EXERCISE DETAILS> Using the records underneath, tally the lines where the word "segment" appears and please give only the count.

EXCERPTED DATA>
%%

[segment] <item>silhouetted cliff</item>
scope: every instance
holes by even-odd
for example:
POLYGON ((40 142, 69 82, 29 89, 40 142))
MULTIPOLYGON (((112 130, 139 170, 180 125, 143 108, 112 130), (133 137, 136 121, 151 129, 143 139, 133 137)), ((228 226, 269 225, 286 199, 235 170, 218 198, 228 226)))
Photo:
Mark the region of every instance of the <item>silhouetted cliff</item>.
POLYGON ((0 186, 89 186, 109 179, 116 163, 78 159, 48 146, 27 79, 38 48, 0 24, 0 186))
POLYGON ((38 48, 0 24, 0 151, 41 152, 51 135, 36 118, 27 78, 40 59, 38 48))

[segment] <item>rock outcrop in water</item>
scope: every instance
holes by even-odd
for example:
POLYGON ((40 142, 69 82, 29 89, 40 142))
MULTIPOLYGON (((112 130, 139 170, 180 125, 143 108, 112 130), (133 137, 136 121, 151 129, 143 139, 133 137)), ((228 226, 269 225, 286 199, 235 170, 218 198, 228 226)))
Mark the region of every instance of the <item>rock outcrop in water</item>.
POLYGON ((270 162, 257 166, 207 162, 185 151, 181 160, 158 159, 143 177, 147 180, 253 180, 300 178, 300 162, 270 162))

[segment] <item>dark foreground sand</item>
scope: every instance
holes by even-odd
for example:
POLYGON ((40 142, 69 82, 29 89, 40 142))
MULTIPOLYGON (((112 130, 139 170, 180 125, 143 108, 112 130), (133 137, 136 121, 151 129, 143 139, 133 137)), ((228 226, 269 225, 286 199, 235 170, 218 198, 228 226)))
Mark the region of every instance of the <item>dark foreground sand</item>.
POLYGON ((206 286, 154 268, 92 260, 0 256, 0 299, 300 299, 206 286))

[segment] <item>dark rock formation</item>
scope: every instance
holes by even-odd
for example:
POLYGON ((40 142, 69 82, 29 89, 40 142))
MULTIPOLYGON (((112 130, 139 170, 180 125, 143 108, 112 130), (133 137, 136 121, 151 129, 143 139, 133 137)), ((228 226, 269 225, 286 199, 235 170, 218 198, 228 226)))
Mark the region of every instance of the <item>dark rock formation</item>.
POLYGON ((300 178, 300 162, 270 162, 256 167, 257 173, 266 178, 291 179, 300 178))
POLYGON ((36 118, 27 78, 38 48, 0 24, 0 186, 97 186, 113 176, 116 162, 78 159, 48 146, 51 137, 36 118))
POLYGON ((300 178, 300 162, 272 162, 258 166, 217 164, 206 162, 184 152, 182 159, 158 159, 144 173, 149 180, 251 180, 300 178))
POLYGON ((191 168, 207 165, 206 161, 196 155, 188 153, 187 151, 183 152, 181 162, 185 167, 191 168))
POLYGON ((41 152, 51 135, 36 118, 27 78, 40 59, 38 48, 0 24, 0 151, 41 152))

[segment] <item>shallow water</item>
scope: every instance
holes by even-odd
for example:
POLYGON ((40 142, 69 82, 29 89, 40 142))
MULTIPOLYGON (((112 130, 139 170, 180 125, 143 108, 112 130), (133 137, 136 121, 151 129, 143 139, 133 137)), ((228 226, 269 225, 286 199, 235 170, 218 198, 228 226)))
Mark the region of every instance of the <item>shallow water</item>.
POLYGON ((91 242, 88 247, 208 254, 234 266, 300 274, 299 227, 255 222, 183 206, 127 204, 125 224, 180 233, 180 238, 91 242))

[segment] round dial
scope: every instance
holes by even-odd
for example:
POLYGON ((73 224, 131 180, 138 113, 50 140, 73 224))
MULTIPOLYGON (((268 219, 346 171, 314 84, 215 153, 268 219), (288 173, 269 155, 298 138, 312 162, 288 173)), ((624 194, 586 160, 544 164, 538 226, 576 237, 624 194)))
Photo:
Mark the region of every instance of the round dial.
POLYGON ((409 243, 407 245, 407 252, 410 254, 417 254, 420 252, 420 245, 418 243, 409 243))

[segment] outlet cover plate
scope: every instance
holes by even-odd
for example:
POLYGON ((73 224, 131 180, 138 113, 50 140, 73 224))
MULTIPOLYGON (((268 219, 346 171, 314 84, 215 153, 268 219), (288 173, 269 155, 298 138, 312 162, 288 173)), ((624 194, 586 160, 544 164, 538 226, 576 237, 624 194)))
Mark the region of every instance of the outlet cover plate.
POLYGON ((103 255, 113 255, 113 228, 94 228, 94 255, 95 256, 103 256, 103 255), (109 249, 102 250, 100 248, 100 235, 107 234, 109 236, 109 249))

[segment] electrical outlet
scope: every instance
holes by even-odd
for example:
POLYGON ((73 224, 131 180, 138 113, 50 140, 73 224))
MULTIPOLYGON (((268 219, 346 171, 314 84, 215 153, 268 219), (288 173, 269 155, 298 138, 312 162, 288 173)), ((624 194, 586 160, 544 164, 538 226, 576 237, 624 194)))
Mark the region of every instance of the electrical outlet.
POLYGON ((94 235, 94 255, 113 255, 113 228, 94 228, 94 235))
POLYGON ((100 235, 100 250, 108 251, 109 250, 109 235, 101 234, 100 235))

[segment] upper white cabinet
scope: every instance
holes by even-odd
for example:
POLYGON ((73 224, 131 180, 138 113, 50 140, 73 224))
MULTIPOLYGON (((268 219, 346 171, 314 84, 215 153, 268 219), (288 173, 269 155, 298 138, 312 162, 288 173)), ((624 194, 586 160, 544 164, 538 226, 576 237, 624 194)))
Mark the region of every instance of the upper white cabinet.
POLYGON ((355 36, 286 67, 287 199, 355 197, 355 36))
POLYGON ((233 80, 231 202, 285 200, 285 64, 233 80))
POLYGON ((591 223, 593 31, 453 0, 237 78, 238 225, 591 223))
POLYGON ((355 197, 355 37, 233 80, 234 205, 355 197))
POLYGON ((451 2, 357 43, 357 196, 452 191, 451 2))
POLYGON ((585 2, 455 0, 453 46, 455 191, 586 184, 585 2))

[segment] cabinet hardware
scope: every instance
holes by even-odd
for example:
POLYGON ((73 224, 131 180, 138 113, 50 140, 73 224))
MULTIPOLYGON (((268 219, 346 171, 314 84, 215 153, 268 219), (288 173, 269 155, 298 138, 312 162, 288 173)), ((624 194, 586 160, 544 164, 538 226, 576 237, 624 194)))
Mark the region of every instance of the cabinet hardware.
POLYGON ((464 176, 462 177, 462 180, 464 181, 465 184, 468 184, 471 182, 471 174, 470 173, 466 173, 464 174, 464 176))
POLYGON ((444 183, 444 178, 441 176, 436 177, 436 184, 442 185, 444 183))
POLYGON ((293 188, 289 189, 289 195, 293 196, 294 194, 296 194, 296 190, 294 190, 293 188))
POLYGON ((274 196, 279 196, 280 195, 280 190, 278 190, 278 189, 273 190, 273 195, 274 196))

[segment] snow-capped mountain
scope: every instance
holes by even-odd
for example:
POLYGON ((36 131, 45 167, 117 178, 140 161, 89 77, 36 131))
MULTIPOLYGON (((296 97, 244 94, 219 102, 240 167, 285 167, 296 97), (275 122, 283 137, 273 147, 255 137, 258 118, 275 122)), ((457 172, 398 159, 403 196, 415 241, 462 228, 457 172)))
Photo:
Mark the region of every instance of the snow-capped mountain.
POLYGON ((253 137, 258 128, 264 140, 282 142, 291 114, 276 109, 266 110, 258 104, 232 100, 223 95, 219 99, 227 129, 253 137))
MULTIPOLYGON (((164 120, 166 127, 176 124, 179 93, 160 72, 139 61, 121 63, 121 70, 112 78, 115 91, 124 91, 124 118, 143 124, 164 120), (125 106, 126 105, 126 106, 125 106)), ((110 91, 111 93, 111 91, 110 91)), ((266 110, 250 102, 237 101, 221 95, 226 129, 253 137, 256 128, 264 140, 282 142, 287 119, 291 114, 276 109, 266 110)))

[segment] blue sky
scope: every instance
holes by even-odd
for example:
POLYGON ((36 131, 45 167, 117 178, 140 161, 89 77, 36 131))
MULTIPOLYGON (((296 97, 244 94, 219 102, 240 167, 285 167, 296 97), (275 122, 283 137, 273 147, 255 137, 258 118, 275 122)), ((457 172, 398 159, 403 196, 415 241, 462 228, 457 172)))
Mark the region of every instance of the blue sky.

%%

SOLUTION TO THIS EXERCISE> 12